Task set
• A. List every component that the passage on the oilfield modeling system says modeling tool 508 includes, with its reference number.
• B. Write the next part of the passage on the oilfield modeling system, picking up after its final sentence.

Source document
--- begin ---

Servers 506 are capable of transferring drilling data, such as logs, drilling events, trajectory, and/or other oilfield data, such as seismic data, production/injection data, pressure data, historical data, economics data, or other data that may be of use during analysis. The type of server is not intended to limit the invention. Preferably system 500 is adapted to function with any type of server that may be employed.
Servers 506 communicate with modeling tool 508 as indicated by communication links 510. As indicated by the multiple arrows, servers 506 may have separate communication links with modeling tool 508. One or more of the servers of servers 506 may be combined or linked to provide a combined communication link.
Servers 506 collect a wide variety of data. The data may be collected from a variety of channels that provide a certain type of data, such as well logs. The data from servers 506 is passed to modeling tool 508 for processing. Servers 506 may be used to store and/or transfer data.
Modeling tool 508 is operatively linked to surface unit 502 for receiving data therefrom. In some cases, modeling tool 508 and/or server(s) 506 may be positioned at wellsite 504. Modeling tool 508 and/or server(s) 506 may also be positioned at various locations. Modeling tool 508 may be operatively linked to surface unit 502 via server(s) 506. Modeling tool 508 may also be included in or located near surface unit 502.
Modeling tool 508 includes interface 503, processing unit 532, modeling unit 548, data repository 534 and data rendering unit 536. Interface 503 communicates with other components, such as servers 506. Interface 503 may also permit communication with other oilfield or non-oilfield sources. Interface 503 receives the data and maps the data for processing. Data from servers 506 typically streams along predefined channels that may be selected by interface 503.

--- end ---

Collection entries:

--- begin ---

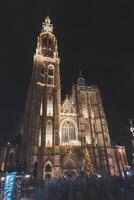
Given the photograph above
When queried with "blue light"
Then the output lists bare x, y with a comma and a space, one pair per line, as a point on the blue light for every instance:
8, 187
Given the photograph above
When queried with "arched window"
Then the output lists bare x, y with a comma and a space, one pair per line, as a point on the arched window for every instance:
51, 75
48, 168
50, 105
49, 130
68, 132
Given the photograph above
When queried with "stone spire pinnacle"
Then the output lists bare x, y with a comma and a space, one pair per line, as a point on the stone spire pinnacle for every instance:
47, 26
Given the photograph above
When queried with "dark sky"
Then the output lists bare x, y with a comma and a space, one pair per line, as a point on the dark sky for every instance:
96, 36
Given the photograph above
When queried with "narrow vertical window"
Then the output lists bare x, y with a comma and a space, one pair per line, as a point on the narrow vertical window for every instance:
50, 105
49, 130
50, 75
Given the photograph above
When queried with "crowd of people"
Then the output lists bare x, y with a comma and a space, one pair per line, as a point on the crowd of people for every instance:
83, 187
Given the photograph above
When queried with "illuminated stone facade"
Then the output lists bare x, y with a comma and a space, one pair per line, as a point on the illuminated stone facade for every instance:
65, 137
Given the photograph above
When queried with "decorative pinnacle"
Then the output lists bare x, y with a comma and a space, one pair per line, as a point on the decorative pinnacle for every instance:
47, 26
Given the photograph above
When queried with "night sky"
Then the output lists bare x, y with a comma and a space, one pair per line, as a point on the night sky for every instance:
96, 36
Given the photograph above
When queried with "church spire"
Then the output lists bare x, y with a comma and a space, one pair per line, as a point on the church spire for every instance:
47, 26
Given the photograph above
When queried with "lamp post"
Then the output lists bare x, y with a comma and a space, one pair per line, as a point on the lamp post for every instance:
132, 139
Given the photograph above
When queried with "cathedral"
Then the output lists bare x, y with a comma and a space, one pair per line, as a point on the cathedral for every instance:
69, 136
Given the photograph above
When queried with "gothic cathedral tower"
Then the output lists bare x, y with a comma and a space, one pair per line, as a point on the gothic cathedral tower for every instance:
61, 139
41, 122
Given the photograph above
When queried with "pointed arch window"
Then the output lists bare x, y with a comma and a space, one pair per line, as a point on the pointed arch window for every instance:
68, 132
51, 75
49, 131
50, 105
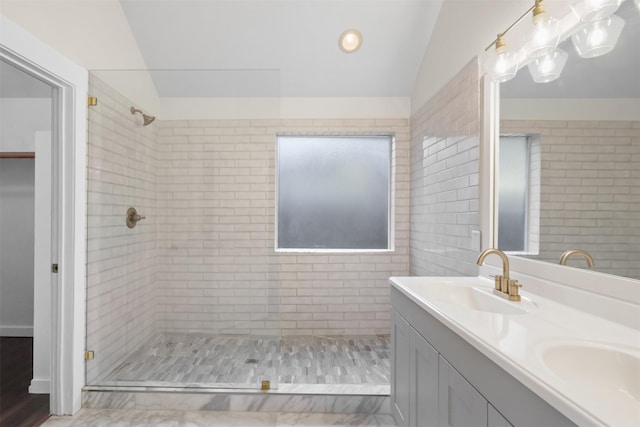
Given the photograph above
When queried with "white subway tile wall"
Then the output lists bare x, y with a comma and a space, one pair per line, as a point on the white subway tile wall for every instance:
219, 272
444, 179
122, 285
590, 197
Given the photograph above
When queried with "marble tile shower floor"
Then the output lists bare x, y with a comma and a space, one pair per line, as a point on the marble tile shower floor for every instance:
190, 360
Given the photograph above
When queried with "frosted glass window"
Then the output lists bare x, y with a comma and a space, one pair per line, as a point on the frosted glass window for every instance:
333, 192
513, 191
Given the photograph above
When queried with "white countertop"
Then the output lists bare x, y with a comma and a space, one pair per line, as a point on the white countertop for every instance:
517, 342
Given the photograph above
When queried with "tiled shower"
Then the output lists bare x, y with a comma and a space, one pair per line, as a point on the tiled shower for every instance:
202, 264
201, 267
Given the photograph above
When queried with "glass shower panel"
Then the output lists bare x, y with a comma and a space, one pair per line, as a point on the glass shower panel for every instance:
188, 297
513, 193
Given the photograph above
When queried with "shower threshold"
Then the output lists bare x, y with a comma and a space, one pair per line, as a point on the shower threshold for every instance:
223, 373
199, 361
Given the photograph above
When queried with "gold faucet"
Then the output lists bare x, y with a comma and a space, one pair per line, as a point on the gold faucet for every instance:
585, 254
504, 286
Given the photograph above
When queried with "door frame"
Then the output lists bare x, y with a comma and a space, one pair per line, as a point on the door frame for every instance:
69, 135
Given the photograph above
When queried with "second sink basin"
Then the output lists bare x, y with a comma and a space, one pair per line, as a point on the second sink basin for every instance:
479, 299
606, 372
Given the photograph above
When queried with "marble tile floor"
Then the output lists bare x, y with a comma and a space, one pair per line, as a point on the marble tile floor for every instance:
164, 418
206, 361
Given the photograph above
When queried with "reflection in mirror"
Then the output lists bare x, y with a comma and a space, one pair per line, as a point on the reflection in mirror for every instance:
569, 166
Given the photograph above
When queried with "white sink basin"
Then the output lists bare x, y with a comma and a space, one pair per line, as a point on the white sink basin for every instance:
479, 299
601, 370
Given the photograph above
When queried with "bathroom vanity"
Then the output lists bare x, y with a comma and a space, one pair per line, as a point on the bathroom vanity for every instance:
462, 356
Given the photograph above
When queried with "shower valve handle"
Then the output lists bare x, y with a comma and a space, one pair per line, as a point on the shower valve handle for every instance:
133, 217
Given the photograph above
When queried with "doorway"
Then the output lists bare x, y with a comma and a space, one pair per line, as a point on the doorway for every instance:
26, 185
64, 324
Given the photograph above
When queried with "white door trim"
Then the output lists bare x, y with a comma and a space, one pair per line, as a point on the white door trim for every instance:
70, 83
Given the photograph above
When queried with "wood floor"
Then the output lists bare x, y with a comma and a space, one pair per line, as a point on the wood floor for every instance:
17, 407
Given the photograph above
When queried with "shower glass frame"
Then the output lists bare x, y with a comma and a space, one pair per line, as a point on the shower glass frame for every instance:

--- end ---

Replies
• A. Interface 503, processing unit 532, modeling unit 548, data repository 534, data rendering unit 536

• B.
As depicted in
Processing unit 532 includes formatting modules 540, processing modules 542, coordinating modules 544, and utility modules 546. These modules are designed to manipulate the oilfield data for real-time analysis.
Formatting modules 540 are used to conform data to a desired format for processing. Incoming data may need to be formatted, translated, converted or otherwise manipulated for use. Formatting modules 540 are configured to enable the data from a variety of sources to be formatted and used so that it processes and displays in real time.
Formatting modules 540 include components for formatting the data, such as a unit converter and the mapping components. The unit converter converts individual data points received from interface 503 into the format expected for processing. The format may be defined for specific units, provide a conversion factor for converting to the desired units, or allow the units and/or conversion factor to be defined. To facilitate processing, the conversions may be suppressed for desired units.
The mapping component maps data according to a given type or classification, such as a certain unit, log mnemonics, precision, max/min of color table settings, etc. The type for a given set of data may be assigned, particularly when the type is unknown. The assigned type and corresponding map for the data may be stored in a file (e.g. XML) and recalled for future unknown data types.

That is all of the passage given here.